PROMPT:
Rewrite everything from "task: segment the mountain" down to "256 81 L 256", changing "instance" to "object" and keeping all else as it is. Return only those lines.

-------- MATERIAL FOR THIS TASK --------

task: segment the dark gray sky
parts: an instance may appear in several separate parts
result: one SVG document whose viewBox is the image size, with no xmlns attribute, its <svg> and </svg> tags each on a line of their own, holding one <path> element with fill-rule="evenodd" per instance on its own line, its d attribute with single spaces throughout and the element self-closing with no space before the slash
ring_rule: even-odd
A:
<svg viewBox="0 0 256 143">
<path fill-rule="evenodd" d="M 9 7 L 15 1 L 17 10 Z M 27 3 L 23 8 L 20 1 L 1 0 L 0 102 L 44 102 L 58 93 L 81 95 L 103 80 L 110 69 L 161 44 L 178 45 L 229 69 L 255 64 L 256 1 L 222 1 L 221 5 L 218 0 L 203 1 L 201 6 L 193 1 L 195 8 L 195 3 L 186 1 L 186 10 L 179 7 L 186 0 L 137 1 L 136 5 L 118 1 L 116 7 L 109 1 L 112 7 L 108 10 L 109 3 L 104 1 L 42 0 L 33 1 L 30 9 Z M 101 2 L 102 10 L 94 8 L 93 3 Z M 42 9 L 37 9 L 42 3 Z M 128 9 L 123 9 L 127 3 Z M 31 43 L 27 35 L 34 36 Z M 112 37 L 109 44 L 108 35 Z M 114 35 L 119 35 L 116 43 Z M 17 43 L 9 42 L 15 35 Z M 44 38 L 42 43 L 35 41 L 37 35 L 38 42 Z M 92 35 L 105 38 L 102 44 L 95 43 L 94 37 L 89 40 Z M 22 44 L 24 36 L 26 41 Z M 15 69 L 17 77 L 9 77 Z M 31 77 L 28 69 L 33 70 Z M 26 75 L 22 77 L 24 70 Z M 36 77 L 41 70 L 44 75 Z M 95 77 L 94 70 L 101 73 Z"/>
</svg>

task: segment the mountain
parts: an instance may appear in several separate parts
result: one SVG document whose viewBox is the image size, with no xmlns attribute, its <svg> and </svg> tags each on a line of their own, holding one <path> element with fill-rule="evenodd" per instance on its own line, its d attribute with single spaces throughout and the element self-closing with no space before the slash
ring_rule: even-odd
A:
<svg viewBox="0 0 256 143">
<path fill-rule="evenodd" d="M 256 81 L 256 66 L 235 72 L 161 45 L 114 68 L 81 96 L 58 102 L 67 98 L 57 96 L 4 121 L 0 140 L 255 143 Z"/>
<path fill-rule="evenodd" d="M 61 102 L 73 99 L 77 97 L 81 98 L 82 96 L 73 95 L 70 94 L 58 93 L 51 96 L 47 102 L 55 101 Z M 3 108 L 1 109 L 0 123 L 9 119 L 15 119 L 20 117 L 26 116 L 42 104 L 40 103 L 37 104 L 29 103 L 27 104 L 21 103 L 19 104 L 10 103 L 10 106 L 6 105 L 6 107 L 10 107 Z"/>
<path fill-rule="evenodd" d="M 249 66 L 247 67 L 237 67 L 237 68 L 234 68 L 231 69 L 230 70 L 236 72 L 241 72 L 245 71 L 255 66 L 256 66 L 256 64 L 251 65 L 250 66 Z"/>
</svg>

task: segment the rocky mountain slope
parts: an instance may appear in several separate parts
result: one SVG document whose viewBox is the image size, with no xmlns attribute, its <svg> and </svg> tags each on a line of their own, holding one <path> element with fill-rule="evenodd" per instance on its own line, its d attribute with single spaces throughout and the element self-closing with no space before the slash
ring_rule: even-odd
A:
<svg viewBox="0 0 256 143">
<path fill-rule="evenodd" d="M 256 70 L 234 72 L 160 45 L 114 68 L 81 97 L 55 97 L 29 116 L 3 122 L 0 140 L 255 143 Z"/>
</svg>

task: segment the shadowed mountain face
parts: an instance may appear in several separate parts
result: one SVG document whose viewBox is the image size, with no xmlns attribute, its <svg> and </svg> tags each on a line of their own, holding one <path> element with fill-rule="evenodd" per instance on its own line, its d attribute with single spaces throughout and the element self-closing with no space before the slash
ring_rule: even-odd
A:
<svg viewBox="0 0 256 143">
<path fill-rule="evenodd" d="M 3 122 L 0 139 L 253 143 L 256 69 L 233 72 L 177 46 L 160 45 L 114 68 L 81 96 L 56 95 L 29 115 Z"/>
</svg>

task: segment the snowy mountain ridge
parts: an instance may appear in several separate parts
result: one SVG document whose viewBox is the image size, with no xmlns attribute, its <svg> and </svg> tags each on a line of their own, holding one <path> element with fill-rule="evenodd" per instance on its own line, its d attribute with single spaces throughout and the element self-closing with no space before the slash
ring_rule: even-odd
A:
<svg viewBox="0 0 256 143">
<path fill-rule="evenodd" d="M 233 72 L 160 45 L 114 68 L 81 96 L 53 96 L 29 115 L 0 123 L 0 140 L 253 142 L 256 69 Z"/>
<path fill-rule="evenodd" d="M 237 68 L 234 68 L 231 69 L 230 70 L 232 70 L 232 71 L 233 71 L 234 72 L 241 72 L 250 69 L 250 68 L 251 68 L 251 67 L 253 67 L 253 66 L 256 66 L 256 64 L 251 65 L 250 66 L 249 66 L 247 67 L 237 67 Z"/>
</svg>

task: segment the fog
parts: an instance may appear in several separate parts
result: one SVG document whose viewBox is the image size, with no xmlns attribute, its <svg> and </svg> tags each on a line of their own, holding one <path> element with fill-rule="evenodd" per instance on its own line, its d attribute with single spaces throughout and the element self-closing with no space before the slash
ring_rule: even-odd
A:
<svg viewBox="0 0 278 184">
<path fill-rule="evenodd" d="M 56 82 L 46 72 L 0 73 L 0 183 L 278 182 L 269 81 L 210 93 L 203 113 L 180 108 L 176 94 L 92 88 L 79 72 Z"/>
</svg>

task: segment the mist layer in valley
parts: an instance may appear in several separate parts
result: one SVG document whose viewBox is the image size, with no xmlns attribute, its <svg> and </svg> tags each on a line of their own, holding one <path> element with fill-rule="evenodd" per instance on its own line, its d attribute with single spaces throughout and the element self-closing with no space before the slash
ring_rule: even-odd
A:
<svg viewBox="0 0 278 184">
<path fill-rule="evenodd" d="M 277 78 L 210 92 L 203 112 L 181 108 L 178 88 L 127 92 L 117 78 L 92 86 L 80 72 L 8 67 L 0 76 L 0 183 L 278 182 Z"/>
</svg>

--------

COMPLETE RESPONSE:
task: segment the mountain
parts: an object may appear in several separate parts
result: one SVG document whose viewBox is the image size, with no xmlns attribute, its <svg> and </svg> tags each on a line of their own, holding one <path> element with fill-rule="evenodd" per object on its own line, its d attribute with single spaces throughout and the element self-closing with no space before the slash
ring_rule: even-odd
A:
<svg viewBox="0 0 256 143">
<path fill-rule="evenodd" d="M 256 81 L 256 66 L 235 72 L 161 45 L 114 68 L 81 96 L 58 102 L 67 98 L 57 96 L 4 121 L 0 140 L 255 143 Z"/>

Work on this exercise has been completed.